Set problem —
Pick out every line of the records below that contains the string "hood", and copy each one. Matching is case-sensitive.

(Data extracted from a collection)

----

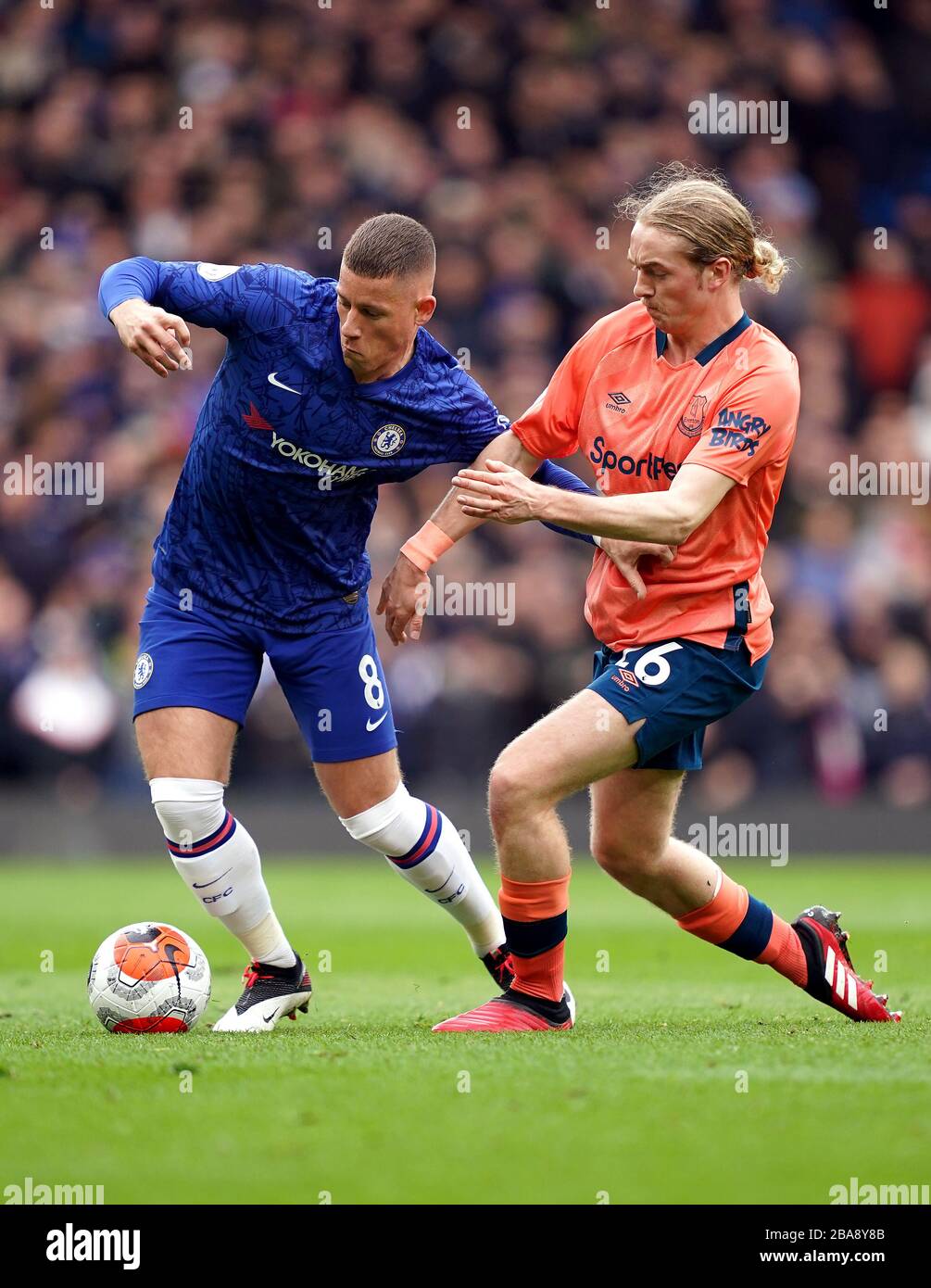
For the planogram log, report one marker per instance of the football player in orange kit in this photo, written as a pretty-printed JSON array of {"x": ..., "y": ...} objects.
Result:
[{"x": 687, "y": 411}]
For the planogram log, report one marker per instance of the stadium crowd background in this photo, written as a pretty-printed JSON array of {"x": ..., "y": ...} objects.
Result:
[{"x": 308, "y": 119}]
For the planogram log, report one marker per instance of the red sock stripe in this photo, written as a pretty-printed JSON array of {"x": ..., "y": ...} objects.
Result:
[{"x": 210, "y": 842}]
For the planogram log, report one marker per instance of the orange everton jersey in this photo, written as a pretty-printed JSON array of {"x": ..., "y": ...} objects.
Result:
[{"x": 637, "y": 419}]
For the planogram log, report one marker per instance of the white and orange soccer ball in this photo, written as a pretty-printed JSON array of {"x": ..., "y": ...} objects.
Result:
[{"x": 149, "y": 978}]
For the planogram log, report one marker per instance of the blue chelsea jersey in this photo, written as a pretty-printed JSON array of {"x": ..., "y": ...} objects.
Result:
[{"x": 276, "y": 498}]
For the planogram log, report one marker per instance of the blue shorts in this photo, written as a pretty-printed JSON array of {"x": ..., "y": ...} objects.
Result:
[
  {"x": 677, "y": 687},
  {"x": 333, "y": 679}
]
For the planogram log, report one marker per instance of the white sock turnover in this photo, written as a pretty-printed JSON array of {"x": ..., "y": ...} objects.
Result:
[{"x": 220, "y": 862}]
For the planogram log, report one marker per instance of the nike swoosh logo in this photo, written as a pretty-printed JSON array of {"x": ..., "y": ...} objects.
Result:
[{"x": 211, "y": 882}]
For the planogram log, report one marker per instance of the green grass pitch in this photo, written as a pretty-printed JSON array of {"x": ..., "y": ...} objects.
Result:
[{"x": 359, "y": 1103}]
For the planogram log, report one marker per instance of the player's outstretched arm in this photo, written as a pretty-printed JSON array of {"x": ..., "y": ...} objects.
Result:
[
  {"x": 406, "y": 588},
  {"x": 154, "y": 335},
  {"x": 405, "y": 593},
  {"x": 152, "y": 301},
  {"x": 669, "y": 517}
]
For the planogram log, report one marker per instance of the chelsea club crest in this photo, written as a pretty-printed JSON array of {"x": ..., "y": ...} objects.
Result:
[
  {"x": 389, "y": 439},
  {"x": 145, "y": 666}
]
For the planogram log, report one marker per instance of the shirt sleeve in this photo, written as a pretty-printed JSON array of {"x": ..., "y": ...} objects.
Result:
[
  {"x": 233, "y": 299},
  {"x": 550, "y": 425},
  {"x": 752, "y": 425}
]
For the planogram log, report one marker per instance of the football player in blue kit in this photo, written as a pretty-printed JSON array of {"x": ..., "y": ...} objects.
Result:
[{"x": 327, "y": 390}]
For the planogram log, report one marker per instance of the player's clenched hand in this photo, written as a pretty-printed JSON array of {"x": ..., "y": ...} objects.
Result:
[
  {"x": 498, "y": 492},
  {"x": 627, "y": 554},
  {"x": 154, "y": 335},
  {"x": 405, "y": 595}
]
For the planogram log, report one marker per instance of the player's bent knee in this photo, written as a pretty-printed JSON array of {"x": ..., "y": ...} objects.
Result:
[
  {"x": 627, "y": 863},
  {"x": 511, "y": 791}
]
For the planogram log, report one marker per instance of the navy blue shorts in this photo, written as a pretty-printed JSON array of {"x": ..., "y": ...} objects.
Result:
[
  {"x": 677, "y": 687},
  {"x": 333, "y": 679}
]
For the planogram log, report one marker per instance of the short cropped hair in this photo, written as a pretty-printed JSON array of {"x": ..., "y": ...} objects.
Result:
[{"x": 390, "y": 245}]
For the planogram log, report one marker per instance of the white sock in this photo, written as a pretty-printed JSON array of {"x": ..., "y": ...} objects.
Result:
[
  {"x": 220, "y": 862},
  {"x": 424, "y": 846}
]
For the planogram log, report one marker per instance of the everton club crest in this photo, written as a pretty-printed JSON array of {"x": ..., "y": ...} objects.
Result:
[{"x": 692, "y": 422}]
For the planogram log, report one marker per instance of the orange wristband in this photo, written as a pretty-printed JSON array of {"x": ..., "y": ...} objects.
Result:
[{"x": 425, "y": 547}]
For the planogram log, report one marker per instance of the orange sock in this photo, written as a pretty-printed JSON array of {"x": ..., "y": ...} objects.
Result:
[
  {"x": 735, "y": 920},
  {"x": 535, "y": 922}
]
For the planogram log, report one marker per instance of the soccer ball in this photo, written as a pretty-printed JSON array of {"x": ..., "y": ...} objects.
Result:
[{"x": 149, "y": 978}]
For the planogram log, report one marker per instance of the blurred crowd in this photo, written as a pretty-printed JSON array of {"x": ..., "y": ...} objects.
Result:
[{"x": 510, "y": 128}]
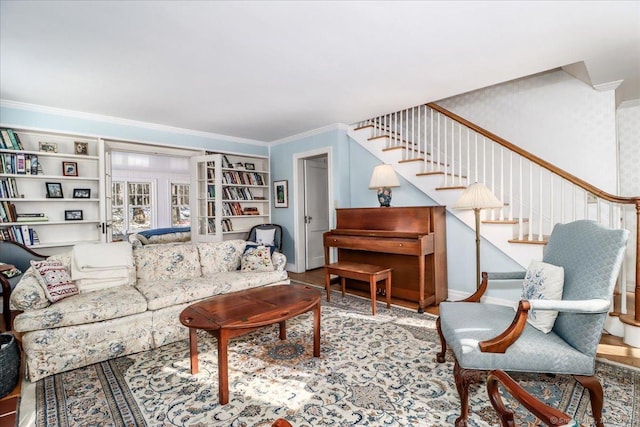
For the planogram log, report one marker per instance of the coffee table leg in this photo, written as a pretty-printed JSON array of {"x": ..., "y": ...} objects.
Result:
[
  {"x": 193, "y": 349},
  {"x": 223, "y": 366},
  {"x": 316, "y": 331}
]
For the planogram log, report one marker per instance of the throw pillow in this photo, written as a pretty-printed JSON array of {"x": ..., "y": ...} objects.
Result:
[
  {"x": 54, "y": 279},
  {"x": 9, "y": 270},
  {"x": 256, "y": 259},
  {"x": 266, "y": 236},
  {"x": 543, "y": 281}
]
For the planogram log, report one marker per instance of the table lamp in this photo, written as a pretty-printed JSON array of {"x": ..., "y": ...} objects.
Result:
[
  {"x": 477, "y": 196},
  {"x": 384, "y": 178}
]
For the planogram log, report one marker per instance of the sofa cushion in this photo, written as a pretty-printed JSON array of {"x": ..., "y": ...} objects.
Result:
[
  {"x": 166, "y": 262},
  {"x": 83, "y": 308},
  {"x": 171, "y": 292},
  {"x": 221, "y": 256}
]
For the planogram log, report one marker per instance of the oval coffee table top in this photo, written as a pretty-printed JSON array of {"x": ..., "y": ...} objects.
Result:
[{"x": 251, "y": 308}]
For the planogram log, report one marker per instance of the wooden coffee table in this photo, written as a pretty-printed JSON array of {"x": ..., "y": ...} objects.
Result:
[{"x": 238, "y": 313}]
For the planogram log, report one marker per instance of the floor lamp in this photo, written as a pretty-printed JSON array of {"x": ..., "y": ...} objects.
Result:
[{"x": 477, "y": 196}]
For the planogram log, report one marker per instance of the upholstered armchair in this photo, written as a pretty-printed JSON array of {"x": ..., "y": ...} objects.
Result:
[
  {"x": 18, "y": 255},
  {"x": 549, "y": 415},
  {"x": 271, "y": 230},
  {"x": 484, "y": 337}
]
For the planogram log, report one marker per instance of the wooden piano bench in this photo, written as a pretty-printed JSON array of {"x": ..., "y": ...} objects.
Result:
[{"x": 356, "y": 271}]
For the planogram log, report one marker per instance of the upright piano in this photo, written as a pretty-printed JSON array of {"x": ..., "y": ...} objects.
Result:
[{"x": 410, "y": 240}]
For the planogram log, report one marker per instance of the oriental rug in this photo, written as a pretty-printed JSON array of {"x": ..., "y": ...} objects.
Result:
[{"x": 373, "y": 371}]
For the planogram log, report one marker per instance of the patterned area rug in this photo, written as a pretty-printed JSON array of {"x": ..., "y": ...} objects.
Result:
[{"x": 373, "y": 371}]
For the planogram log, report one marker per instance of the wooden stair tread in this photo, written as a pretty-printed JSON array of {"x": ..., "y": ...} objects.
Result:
[{"x": 530, "y": 242}]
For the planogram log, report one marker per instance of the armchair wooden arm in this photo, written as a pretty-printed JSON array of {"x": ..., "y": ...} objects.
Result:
[
  {"x": 549, "y": 415},
  {"x": 501, "y": 343}
]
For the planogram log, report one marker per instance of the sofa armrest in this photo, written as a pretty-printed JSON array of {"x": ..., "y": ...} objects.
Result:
[{"x": 279, "y": 261}]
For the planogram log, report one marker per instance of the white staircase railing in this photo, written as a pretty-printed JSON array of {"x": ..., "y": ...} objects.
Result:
[{"x": 537, "y": 194}]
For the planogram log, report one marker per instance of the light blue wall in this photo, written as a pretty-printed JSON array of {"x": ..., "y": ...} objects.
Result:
[
  {"x": 352, "y": 168},
  {"x": 15, "y": 117}
]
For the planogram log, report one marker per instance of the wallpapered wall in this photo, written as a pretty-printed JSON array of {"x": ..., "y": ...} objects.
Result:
[
  {"x": 629, "y": 142},
  {"x": 554, "y": 116}
]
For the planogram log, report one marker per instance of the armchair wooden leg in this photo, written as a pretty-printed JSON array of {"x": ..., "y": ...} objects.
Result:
[
  {"x": 596, "y": 395},
  {"x": 440, "y": 356},
  {"x": 464, "y": 378}
]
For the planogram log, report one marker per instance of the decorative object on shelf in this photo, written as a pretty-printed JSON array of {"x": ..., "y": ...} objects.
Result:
[
  {"x": 70, "y": 168},
  {"x": 81, "y": 193},
  {"x": 81, "y": 148},
  {"x": 73, "y": 215},
  {"x": 54, "y": 190},
  {"x": 48, "y": 147},
  {"x": 383, "y": 179},
  {"x": 477, "y": 196},
  {"x": 281, "y": 194}
]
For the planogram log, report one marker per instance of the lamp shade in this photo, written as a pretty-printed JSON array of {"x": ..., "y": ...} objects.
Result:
[
  {"x": 477, "y": 196},
  {"x": 384, "y": 176}
]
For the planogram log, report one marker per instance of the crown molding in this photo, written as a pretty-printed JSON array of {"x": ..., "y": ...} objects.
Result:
[
  {"x": 124, "y": 122},
  {"x": 318, "y": 131},
  {"x": 630, "y": 104}
]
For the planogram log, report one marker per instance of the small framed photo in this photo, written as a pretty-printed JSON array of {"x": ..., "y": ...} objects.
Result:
[
  {"x": 81, "y": 148},
  {"x": 81, "y": 193},
  {"x": 281, "y": 194},
  {"x": 48, "y": 147},
  {"x": 54, "y": 190},
  {"x": 74, "y": 215},
  {"x": 70, "y": 168}
]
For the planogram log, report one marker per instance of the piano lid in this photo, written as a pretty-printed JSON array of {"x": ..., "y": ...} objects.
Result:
[{"x": 405, "y": 219}]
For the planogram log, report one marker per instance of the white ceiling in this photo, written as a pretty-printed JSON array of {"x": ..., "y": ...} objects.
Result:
[{"x": 267, "y": 70}]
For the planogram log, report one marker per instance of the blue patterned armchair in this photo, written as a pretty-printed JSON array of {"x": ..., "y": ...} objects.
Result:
[{"x": 485, "y": 337}]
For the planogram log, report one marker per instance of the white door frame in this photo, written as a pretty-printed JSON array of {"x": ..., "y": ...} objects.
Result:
[{"x": 298, "y": 205}]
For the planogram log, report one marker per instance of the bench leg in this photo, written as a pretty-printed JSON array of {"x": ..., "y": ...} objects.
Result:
[
  {"x": 388, "y": 289},
  {"x": 327, "y": 284},
  {"x": 373, "y": 288}
]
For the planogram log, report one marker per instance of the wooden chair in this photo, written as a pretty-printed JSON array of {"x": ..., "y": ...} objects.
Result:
[
  {"x": 20, "y": 256},
  {"x": 488, "y": 336},
  {"x": 277, "y": 238},
  {"x": 547, "y": 414}
]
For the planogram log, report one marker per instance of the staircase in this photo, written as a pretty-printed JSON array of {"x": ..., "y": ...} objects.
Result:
[{"x": 441, "y": 154}]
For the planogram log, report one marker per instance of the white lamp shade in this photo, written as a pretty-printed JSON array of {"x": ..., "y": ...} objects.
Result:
[
  {"x": 477, "y": 196},
  {"x": 384, "y": 176}
]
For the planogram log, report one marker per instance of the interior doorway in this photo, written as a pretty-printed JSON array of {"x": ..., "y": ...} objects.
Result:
[{"x": 312, "y": 209}]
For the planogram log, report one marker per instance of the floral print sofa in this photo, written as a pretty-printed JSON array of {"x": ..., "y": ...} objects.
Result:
[{"x": 90, "y": 327}]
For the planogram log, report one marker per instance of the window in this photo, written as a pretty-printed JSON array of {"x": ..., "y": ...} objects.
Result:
[
  {"x": 180, "y": 209},
  {"x": 118, "y": 223},
  {"x": 132, "y": 208},
  {"x": 139, "y": 201}
]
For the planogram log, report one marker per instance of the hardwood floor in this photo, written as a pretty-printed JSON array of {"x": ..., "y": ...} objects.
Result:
[{"x": 611, "y": 347}]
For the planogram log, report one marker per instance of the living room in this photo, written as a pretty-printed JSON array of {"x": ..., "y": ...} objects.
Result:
[{"x": 285, "y": 137}]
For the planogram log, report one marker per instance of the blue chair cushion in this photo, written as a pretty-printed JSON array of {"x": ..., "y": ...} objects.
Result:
[{"x": 534, "y": 351}]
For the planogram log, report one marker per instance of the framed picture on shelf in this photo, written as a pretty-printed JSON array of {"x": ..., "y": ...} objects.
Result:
[
  {"x": 81, "y": 193},
  {"x": 73, "y": 215},
  {"x": 281, "y": 194},
  {"x": 54, "y": 190},
  {"x": 70, "y": 168},
  {"x": 81, "y": 148},
  {"x": 48, "y": 147}
]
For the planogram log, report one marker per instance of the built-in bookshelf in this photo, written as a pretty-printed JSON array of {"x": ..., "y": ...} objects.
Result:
[
  {"x": 231, "y": 194},
  {"x": 49, "y": 188}
]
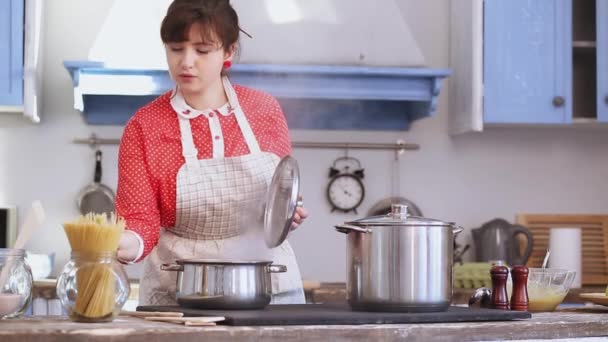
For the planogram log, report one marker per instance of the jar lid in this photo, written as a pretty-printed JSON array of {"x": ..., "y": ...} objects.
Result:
[
  {"x": 281, "y": 201},
  {"x": 399, "y": 217}
]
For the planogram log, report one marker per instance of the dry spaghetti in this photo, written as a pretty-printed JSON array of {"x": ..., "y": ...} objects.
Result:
[{"x": 94, "y": 239}]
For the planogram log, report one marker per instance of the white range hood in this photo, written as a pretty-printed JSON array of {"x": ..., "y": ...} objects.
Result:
[
  {"x": 327, "y": 32},
  {"x": 332, "y": 64}
]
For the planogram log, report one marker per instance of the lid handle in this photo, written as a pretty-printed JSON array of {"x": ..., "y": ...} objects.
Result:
[{"x": 399, "y": 211}]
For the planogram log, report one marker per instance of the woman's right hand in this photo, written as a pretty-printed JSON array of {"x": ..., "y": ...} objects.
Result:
[{"x": 128, "y": 247}]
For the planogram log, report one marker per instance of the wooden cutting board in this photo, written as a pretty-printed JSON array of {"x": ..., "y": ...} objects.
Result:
[{"x": 594, "y": 239}]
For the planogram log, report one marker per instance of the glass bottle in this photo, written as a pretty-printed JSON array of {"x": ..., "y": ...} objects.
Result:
[
  {"x": 16, "y": 283},
  {"x": 93, "y": 287}
]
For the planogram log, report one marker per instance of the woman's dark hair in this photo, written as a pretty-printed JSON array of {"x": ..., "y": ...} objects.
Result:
[{"x": 218, "y": 20}]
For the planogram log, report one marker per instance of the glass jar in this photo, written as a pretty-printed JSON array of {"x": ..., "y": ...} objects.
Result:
[
  {"x": 16, "y": 283},
  {"x": 93, "y": 287}
]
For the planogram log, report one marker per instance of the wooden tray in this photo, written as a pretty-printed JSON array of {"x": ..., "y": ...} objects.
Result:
[{"x": 594, "y": 239}]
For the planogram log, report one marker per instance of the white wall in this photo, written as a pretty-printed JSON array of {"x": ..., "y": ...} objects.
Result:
[{"x": 468, "y": 179}]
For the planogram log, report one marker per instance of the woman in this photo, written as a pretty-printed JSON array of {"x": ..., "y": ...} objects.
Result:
[{"x": 197, "y": 158}]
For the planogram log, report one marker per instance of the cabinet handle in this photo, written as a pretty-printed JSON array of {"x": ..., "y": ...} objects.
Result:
[{"x": 558, "y": 101}]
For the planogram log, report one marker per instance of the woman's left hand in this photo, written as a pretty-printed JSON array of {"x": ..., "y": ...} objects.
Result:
[{"x": 299, "y": 217}]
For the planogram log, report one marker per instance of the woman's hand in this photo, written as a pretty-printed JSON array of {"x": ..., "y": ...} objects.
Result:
[
  {"x": 299, "y": 217},
  {"x": 128, "y": 247}
]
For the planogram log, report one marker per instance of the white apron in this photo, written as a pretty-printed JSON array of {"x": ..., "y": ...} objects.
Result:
[{"x": 219, "y": 211}]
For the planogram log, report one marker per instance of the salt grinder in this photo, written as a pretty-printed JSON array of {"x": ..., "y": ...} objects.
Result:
[
  {"x": 519, "y": 299},
  {"x": 500, "y": 299}
]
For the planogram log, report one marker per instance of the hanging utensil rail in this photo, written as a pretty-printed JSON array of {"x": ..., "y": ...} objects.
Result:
[{"x": 400, "y": 146}]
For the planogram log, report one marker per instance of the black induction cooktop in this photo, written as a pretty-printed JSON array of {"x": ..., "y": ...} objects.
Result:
[{"x": 342, "y": 314}]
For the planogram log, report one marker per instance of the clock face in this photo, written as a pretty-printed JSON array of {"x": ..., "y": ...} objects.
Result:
[{"x": 345, "y": 192}]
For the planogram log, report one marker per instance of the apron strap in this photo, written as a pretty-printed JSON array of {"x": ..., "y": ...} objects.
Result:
[
  {"x": 189, "y": 151},
  {"x": 250, "y": 139}
]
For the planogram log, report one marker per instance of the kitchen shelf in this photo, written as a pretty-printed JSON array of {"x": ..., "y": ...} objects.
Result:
[
  {"x": 584, "y": 44},
  {"x": 312, "y": 96}
]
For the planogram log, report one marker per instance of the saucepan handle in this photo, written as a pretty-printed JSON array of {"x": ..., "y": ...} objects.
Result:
[
  {"x": 277, "y": 268},
  {"x": 171, "y": 267},
  {"x": 347, "y": 228},
  {"x": 456, "y": 229}
]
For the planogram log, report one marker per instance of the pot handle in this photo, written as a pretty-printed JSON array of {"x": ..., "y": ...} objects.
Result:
[
  {"x": 483, "y": 295},
  {"x": 347, "y": 228},
  {"x": 277, "y": 268},
  {"x": 171, "y": 267},
  {"x": 456, "y": 229}
]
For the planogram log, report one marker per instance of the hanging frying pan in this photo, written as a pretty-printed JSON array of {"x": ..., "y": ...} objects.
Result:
[{"x": 96, "y": 197}]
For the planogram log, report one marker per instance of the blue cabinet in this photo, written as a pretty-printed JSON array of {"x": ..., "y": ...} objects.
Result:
[
  {"x": 602, "y": 60},
  {"x": 527, "y": 61},
  {"x": 11, "y": 52}
]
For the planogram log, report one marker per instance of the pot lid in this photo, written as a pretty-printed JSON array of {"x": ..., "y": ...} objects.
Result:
[
  {"x": 198, "y": 261},
  {"x": 281, "y": 201},
  {"x": 399, "y": 217}
]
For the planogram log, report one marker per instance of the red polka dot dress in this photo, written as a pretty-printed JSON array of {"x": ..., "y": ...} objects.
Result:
[{"x": 150, "y": 154}]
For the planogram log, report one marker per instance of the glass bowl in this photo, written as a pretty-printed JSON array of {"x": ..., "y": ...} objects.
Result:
[{"x": 548, "y": 287}]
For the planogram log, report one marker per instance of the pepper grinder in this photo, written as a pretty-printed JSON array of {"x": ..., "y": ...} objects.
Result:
[
  {"x": 500, "y": 299},
  {"x": 519, "y": 298}
]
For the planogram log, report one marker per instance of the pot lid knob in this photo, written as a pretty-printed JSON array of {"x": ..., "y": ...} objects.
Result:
[{"x": 399, "y": 211}]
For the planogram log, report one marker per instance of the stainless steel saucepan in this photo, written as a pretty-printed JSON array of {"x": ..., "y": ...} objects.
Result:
[
  {"x": 397, "y": 262},
  {"x": 219, "y": 284}
]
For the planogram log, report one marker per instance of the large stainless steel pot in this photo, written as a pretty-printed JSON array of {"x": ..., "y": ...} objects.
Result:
[
  {"x": 397, "y": 262},
  {"x": 218, "y": 284}
]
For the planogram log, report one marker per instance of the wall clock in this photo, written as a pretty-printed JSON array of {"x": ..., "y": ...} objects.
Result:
[{"x": 345, "y": 190}]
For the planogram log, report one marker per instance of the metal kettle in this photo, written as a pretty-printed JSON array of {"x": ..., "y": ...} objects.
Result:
[{"x": 496, "y": 240}]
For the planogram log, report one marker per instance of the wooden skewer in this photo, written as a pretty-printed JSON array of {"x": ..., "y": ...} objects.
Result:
[
  {"x": 186, "y": 319},
  {"x": 143, "y": 314},
  {"x": 194, "y": 324}
]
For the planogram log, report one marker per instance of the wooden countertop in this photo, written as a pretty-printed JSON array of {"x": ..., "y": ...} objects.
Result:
[
  {"x": 588, "y": 322},
  {"x": 336, "y": 293}
]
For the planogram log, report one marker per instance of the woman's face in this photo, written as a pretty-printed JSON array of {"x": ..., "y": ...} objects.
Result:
[{"x": 195, "y": 64}]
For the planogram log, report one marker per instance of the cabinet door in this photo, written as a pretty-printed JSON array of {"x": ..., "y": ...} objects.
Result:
[
  {"x": 11, "y": 52},
  {"x": 602, "y": 59},
  {"x": 527, "y": 61}
]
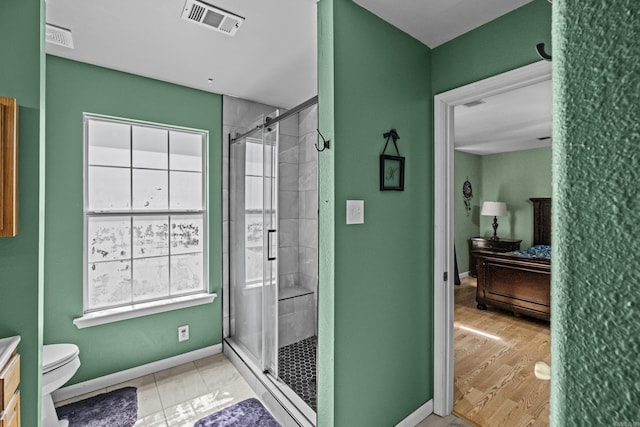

----

Output below —
For the planogram log, report one marker per instance of the white range hood in this photo, written as a pretty-printed JSON array of {"x": ..., "y": ...} objects.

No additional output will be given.